Selected passage:

Anecdote: About 20 years ago, when building the Linux kernel and gcc + libc still took overnight on a typical machine (which at the time was a Pentium with one IDE disk), a colleague performed a Linux compile on a Cray. It went so fast, he initially thought that he had turned a "pretend only" mode. No, within O(minutes), the machine had recompiled everything. And then Sequent and Convex mini-supercomputers showed up in significant numbers, and builds were never the same.

As to the picture of Greta: Today there are literally tens or hundreds of millions of computers involved in distributing images, facts and videos of and about Greta. The CO2 footprint of millions of people watching a video of her giving a speech in Davos is very large, and completely dwarves the footprint of crossing the ocean on a sailboat. We can now argue whether that's a good or a bad thing, but I'd rather not argue that, since it will get emotional.


----------



## ucomp (Jan 23, 2020)

ralphbsz said:


> Honestly,....

Data block:

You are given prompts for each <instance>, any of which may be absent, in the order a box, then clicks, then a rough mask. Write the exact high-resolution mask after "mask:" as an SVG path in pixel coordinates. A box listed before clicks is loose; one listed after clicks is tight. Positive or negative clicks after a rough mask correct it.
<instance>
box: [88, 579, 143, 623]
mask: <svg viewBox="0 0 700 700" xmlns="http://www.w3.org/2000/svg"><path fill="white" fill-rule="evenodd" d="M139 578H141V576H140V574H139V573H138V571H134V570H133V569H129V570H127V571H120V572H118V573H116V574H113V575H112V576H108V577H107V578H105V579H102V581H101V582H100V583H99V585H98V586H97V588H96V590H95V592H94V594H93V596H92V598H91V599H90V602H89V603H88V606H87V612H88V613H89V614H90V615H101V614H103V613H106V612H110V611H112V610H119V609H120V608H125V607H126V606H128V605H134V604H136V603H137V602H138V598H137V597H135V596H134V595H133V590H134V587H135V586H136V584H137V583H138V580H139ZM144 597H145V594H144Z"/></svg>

Exercise requirements:
1/ In the forum thread excerpt, why did the colleague who ran a Linux compile on a Cray at first think he had switched on a "pretend only" mode?
2/ Please state what a typical machine was at the time described in the forum thread excerpt.
3/ Carry on writing the forum thread on build times and Greta's footprint from the point where it stops.

Responses in order:
1/ The compile went so fast that he doubted it had really run. Within minutes the machine had recompiled everything, at a time when building the Linux kernel and gcc + libc took overnight on a typical machine.

2/ A Pentium with one IDE disk.

3/
ralphbsz said:


> ... The CO2 footprint...


O.K, back to honesty ..: Honestly, the footprint on my electricity bill was the reason I stop using self financed  clusters. 

now running world build  with the -j4 flag  e.g on a single RPI4 : started compile yesterday  ...
still compiling that slug ....
the first little step, FreeBSD could do for saving the world could be to make the GENERIC-NODEBUG the default 
for current-images to save compile time  

P.S: I can imagine what happened on a Cray at that time, even today a -j16 is a liberation
 for today I thought about e.g. a thunderX but that would be the same step back to inacceptable electricity bills and CO2-footprints
We are hanging here(for the first) .., Kernel Panic


----------



## CraigHB (Jan 23, 2020)

Based on the size of CPU cooler going into my new desktop system I don't think it's going to be too carbon footprint friendly.  My laptop computer is a real power miser in comparison.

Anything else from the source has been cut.